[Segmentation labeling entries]
((
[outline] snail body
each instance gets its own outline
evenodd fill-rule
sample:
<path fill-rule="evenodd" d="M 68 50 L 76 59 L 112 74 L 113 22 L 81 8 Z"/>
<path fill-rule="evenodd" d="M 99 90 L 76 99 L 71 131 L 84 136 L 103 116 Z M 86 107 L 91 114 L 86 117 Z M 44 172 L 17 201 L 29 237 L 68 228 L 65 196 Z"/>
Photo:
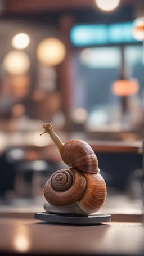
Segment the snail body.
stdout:
<path fill-rule="evenodd" d="M 62 159 L 71 167 L 51 176 L 44 187 L 46 200 L 57 207 L 76 203 L 86 215 L 97 212 L 105 201 L 106 186 L 99 173 L 94 151 L 87 142 L 80 140 L 71 140 L 64 144 L 53 132 L 51 123 L 43 124 L 43 133 L 49 133 Z"/>

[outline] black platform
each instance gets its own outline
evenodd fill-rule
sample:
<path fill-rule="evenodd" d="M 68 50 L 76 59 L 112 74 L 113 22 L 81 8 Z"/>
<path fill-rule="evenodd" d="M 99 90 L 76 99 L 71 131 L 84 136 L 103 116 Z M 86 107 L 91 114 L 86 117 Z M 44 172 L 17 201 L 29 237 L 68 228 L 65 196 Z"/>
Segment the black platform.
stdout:
<path fill-rule="evenodd" d="M 97 214 L 83 216 L 82 215 L 76 214 L 52 214 L 46 212 L 41 212 L 35 213 L 34 219 L 44 221 L 47 222 L 55 222 L 71 225 L 88 225 L 110 222 L 111 221 L 111 215 Z"/>

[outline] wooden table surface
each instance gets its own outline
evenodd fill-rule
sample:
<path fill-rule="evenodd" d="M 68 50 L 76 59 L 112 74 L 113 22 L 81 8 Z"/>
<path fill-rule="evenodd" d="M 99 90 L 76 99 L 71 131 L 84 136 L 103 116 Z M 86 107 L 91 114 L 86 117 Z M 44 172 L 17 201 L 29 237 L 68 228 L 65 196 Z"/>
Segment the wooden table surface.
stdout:
<path fill-rule="evenodd" d="M 70 226 L 0 218 L 0 254 L 143 255 L 140 223 Z"/>

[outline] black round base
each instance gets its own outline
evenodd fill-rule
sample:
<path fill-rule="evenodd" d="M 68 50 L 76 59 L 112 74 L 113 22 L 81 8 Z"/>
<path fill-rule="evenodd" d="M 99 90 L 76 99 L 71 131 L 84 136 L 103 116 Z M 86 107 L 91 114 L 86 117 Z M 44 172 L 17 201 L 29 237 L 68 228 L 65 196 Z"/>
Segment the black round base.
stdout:
<path fill-rule="evenodd" d="M 111 221 L 110 214 L 97 214 L 83 216 L 76 214 L 57 214 L 46 212 L 35 213 L 35 219 L 39 219 L 48 222 L 69 224 L 71 225 L 88 225 L 98 224 L 101 222 Z"/>

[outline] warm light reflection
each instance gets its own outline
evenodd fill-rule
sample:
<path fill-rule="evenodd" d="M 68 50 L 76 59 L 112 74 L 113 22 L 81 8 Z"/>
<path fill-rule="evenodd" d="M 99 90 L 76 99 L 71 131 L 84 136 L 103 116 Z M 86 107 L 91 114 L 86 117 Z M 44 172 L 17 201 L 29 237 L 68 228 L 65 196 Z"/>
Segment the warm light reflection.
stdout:
<path fill-rule="evenodd" d="M 63 43 L 56 38 L 47 38 L 39 44 L 37 50 L 38 60 L 44 65 L 56 66 L 60 64 L 66 55 Z"/>
<path fill-rule="evenodd" d="M 4 67 L 12 75 L 19 75 L 27 72 L 30 68 L 28 55 L 20 51 L 11 51 L 4 59 Z"/>
<path fill-rule="evenodd" d="M 138 41 L 144 40 L 144 18 L 141 17 L 135 20 L 133 24 L 133 35 Z"/>
<path fill-rule="evenodd" d="M 72 119 L 75 123 L 82 124 L 84 123 L 88 117 L 88 111 L 83 108 L 75 109 L 72 113 Z"/>
<path fill-rule="evenodd" d="M 40 160 L 34 161 L 32 164 L 32 166 L 34 170 L 38 172 L 48 169 L 48 164 L 45 161 Z"/>
<path fill-rule="evenodd" d="M 27 251 L 29 249 L 29 241 L 27 237 L 22 235 L 16 237 L 15 247 L 19 251 Z"/>
<path fill-rule="evenodd" d="M 139 91 L 139 83 L 134 79 L 129 80 L 119 80 L 113 84 L 112 90 L 116 95 L 134 95 Z"/>
<path fill-rule="evenodd" d="M 105 11 L 115 10 L 120 3 L 120 0 L 96 0 L 98 7 Z"/>
<path fill-rule="evenodd" d="M 30 240 L 28 230 L 24 227 L 19 227 L 14 236 L 13 245 L 17 251 L 25 253 L 30 248 Z"/>
<path fill-rule="evenodd" d="M 25 107 L 22 104 L 17 104 L 12 107 L 12 114 L 15 118 L 21 116 L 25 113 Z"/>
<path fill-rule="evenodd" d="M 24 33 L 17 34 L 12 39 L 12 45 L 16 49 L 24 49 L 29 44 L 29 36 Z"/>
))
Aim of the task
Please reproduce all of the entries above word for word, leaving out the pictures.

Task answer
[outline] snail body
each instance gets its own outline
evenodd fill-rule
sample:
<path fill-rule="evenodd" d="M 68 50 L 76 59 L 112 74 L 113 22 L 81 8 Z"/>
<path fill-rule="evenodd" d="M 99 90 L 76 99 L 71 131 L 84 136 L 103 116 Z M 86 107 L 91 114 L 86 117 Z M 44 172 L 17 201 L 29 237 L 68 228 L 65 196 Z"/>
Photo:
Segment the snail body.
stdout:
<path fill-rule="evenodd" d="M 62 159 L 71 167 L 51 176 L 44 187 L 46 200 L 57 207 L 76 203 L 86 215 L 97 212 L 105 201 L 106 186 L 99 173 L 94 151 L 87 142 L 80 140 L 71 140 L 64 144 L 53 132 L 51 123 L 43 124 L 43 133 L 49 133 Z"/>

[outline] black platform
each instance gets its own outline
evenodd fill-rule
sample:
<path fill-rule="evenodd" d="M 68 50 L 76 59 L 112 74 L 113 22 L 81 8 Z"/>
<path fill-rule="evenodd" d="M 99 90 L 76 99 L 71 131 L 84 136 L 103 116 Z M 86 107 L 91 114 L 86 117 Z M 44 172 L 17 201 L 29 237 L 68 228 L 65 196 Z"/>
Segment the black platform.
stdout:
<path fill-rule="evenodd" d="M 97 214 L 83 216 L 82 215 L 76 214 L 52 214 L 46 212 L 41 212 L 35 213 L 34 219 L 44 221 L 47 222 L 55 222 L 71 225 L 88 225 L 110 222 L 111 221 L 111 215 Z"/>

[outline] wooden table surface
each instance gets its own outline
evenodd fill-rule
sample:
<path fill-rule="evenodd" d="M 68 50 L 76 59 L 112 74 L 113 22 L 81 8 Z"/>
<path fill-rule="evenodd" d="M 99 90 L 76 99 L 71 131 L 84 136 L 103 116 Z M 86 107 L 91 114 L 86 117 Z M 44 172 L 17 201 L 29 237 L 68 228 L 65 196 Z"/>
Segment the wooden table surface.
stdout:
<path fill-rule="evenodd" d="M 70 226 L 0 218 L 0 254 L 143 255 L 140 223 Z"/>

[outline] black round base
each instance gets its own outline
evenodd fill-rule
sample:
<path fill-rule="evenodd" d="M 68 50 L 76 59 L 112 74 L 113 22 L 81 8 Z"/>
<path fill-rule="evenodd" d="M 99 90 L 76 99 L 71 131 L 84 136 L 103 116 Z M 86 107 L 91 114 L 86 117 Z M 44 172 L 17 201 L 29 237 L 68 228 L 65 196 Z"/>
Segment the black round base.
stdout:
<path fill-rule="evenodd" d="M 111 221 L 110 214 L 97 214 L 83 216 L 76 214 L 57 214 L 46 212 L 35 213 L 35 219 L 39 219 L 48 222 L 69 224 L 71 225 L 88 225 L 98 224 L 101 222 Z"/>

[outline] warm light reflection
each instance gets its own outline
evenodd fill-rule
sample:
<path fill-rule="evenodd" d="M 68 50 L 76 59 L 112 74 L 113 22 L 81 8 Z"/>
<path fill-rule="evenodd" d="M 99 90 L 76 99 L 71 131 L 84 136 L 103 116 Z M 86 107 L 91 114 L 86 117 Z M 44 172 L 17 201 L 29 237 L 68 228 L 65 196 Z"/>
Segment the warm light reflection.
stdout:
<path fill-rule="evenodd" d="M 63 43 L 56 38 L 47 38 L 39 44 L 37 50 L 38 60 L 44 65 L 56 66 L 60 64 L 66 55 Z"/>
<path fill-rule="evenodd" d="M 4 67 L 12 75 L 19 75 L 27 72 L 30 68 L 28 55 L 20 51 L 11 51 L 4 59 Z"/>
<path fill-rule="evenodd" d="M 138 41 L 144 40 L 144 18 L 141 17 L 135 20 L 133 24 L 133 35 Z"/>
<path fill-rule="evenodd" d="M 72 119 L 75 123 L 82 124 L 84 123 L 88 117 L 88 111 L 83 108 L 75 109 L 72 113 Z"/>
<path fill-rule="evenodd" d="M 40 160 L 34 161 L 32 164 L 32 166 L 34 170 L 38 172 L 48 169 L 48 164 L 45 161 Z"/>
<path fill-rule="evenodd" d="M 27 251 L 29 249 L 29 241 L 27 237 L 22 235 L 16 237 L 15 247 L 19 251 Z"/>
<path fill-rule="evenodd" d="M 139 91 L 139 83 L 134 79 L 129 80 L 119 80 L 113 84 L 112 90 L 116 95 L 134 95 Z"/>
<path fill-rule="evenodd" d="M 105 11 L 115 10 L 120 3 L 120 0 L 96 0 L 98 7 Z"/>
<path fill-rule="evenodd" d="M 30 240 L 28 230 L 24 227 L 19 227 L 14 236 L 13 245 L 17 251 L 25 253 L 30 248 Z"/>
<path fill-rule="evenodd" d="M 25 107 L 22 104 L 17 104 L 12 107 L 12 114 L 15 118 L 21 116 L 25 113 Z"/>
<path fill-rule="evenodd" d="M 24 33 L 17 34 L 12 39 L 12 45 L 16 49 L 24 49 L 29 44 L 29 36 Z"/>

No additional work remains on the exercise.